◆ Material for this task ◆
——

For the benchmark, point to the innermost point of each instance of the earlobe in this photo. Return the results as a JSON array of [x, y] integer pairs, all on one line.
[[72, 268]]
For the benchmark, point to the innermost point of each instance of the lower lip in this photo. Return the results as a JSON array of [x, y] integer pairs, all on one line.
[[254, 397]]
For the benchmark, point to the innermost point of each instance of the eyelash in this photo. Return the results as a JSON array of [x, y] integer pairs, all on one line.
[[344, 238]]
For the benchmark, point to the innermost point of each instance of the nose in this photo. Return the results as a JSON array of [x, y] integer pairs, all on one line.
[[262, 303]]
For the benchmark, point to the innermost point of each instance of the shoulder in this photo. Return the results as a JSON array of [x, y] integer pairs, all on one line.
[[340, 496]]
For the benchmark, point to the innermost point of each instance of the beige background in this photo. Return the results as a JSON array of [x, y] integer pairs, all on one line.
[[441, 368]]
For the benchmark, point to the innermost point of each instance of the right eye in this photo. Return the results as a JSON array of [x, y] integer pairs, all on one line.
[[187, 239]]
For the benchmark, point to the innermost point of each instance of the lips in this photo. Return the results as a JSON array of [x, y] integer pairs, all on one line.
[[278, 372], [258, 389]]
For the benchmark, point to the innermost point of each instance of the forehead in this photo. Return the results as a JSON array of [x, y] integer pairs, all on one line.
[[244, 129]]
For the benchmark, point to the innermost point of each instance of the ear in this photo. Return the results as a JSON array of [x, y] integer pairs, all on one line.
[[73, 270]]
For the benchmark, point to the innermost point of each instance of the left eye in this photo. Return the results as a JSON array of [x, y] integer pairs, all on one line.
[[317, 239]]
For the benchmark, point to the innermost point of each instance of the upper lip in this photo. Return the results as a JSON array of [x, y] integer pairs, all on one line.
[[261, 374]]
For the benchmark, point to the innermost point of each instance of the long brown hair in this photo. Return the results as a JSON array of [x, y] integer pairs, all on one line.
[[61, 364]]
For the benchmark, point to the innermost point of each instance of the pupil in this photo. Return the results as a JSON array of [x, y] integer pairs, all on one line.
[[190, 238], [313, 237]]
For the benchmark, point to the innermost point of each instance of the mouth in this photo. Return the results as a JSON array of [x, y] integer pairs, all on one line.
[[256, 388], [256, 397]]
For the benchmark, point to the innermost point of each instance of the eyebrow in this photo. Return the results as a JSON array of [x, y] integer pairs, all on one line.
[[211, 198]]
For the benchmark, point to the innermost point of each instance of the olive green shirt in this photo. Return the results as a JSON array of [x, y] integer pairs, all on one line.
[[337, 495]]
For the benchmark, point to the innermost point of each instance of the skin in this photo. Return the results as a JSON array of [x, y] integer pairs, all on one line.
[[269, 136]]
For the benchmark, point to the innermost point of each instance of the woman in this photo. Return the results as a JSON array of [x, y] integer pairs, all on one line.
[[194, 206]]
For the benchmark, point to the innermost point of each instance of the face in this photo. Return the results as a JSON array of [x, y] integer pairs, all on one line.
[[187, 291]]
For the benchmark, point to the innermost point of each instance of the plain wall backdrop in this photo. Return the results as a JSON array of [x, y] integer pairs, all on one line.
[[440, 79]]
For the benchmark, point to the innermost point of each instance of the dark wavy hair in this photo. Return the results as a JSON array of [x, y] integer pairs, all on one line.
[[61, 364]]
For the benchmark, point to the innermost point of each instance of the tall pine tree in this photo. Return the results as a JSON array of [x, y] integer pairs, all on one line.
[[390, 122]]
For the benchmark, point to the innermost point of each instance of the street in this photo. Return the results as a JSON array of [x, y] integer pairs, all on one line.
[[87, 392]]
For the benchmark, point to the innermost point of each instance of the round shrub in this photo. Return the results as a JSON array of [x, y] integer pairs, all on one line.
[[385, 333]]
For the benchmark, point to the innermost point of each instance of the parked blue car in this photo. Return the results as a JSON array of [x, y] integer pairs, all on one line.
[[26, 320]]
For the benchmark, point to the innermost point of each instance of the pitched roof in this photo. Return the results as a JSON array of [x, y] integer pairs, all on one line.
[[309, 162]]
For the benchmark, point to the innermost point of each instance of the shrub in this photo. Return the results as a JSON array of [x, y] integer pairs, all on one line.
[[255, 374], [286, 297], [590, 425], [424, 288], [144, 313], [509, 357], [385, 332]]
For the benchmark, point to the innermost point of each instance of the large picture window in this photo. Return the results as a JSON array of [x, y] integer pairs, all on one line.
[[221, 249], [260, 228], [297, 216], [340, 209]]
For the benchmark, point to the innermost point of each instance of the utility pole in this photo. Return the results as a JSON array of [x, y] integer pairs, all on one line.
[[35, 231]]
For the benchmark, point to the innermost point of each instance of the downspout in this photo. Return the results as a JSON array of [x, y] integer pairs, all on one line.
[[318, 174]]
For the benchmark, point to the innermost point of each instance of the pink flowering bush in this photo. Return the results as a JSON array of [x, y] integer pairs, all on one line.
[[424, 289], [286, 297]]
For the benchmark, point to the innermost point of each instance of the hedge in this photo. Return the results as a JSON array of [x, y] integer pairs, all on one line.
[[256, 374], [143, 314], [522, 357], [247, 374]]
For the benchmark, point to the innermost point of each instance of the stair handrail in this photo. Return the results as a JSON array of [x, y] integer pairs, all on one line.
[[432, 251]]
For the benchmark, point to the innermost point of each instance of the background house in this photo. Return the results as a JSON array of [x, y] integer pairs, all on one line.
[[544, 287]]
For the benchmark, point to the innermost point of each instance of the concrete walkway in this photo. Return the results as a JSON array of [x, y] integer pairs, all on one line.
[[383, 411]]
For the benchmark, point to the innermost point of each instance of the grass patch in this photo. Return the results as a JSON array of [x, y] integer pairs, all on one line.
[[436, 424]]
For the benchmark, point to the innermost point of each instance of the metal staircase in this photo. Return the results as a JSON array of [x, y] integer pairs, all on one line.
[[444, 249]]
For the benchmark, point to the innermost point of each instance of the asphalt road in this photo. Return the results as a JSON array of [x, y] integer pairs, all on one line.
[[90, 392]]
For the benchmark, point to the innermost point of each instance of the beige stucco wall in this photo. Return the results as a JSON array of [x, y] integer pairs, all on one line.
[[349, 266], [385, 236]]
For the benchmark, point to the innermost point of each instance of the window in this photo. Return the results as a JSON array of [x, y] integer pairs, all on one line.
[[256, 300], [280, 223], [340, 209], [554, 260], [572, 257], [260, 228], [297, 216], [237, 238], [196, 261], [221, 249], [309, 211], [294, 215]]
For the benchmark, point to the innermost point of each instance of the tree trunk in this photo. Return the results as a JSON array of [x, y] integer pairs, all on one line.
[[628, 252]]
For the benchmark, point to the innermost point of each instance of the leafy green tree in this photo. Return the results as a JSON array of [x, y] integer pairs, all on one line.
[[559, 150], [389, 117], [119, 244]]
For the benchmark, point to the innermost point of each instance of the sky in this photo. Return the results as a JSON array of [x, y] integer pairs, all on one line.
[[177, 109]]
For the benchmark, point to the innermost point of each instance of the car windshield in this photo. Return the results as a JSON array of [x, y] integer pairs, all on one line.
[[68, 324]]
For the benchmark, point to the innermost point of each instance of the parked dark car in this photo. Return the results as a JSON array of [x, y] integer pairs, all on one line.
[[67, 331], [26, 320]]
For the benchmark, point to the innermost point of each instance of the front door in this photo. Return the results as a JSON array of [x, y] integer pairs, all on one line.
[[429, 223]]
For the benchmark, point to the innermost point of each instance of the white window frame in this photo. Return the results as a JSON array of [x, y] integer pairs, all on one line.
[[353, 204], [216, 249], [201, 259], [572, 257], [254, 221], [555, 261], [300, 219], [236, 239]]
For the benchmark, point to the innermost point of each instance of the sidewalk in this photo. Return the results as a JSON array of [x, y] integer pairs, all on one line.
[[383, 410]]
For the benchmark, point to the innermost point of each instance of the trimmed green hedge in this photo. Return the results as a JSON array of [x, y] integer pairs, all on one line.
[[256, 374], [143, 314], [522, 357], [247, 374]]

——

Reproduce the listing verbatim, beginning at the line that contains "of the tall" and stopping after the line that contains "357], [385, 332]]".

For the benchmark, point to the innermost point of each instance of the tall pine tree in this photo. Return the results as a JSON array of [x, y] integer pairs, all on one line.
[[390, 122]]
For the benchmark, point to the innermost point of each instance of the street in this photo. Return the results as a JSON array of [x, y] integer pairs, all on one line.
[[87, 392]]
For the benchmark, point to the innermost point of each instance of the round shrub in this photo. Return the results as a JSON array of [x, y] integer pairs, all on one line.
[[385, 333]]
For the benchmark, point to the innermost point of each instance of the parked blue car in this photo. Return the results as a JSON array of [x, y] integer pairs, all on one line.
[[26, 320]]
For the benchmark, point to the innermost point of each instance of the pitched roof in this photo. Return the results as a JSON array of [x, y] integer pairs, all on one line.
[[309, 162]]
For the benchmark, point to the innermost point of each instance of the shrub in this photo. Return the results as a JSON array of [x, y] integer pairs, all on one line.
[[255, 374], [286, 297], [590, 425], [424, 288], [144, 313], [509, 357], [385, 332]]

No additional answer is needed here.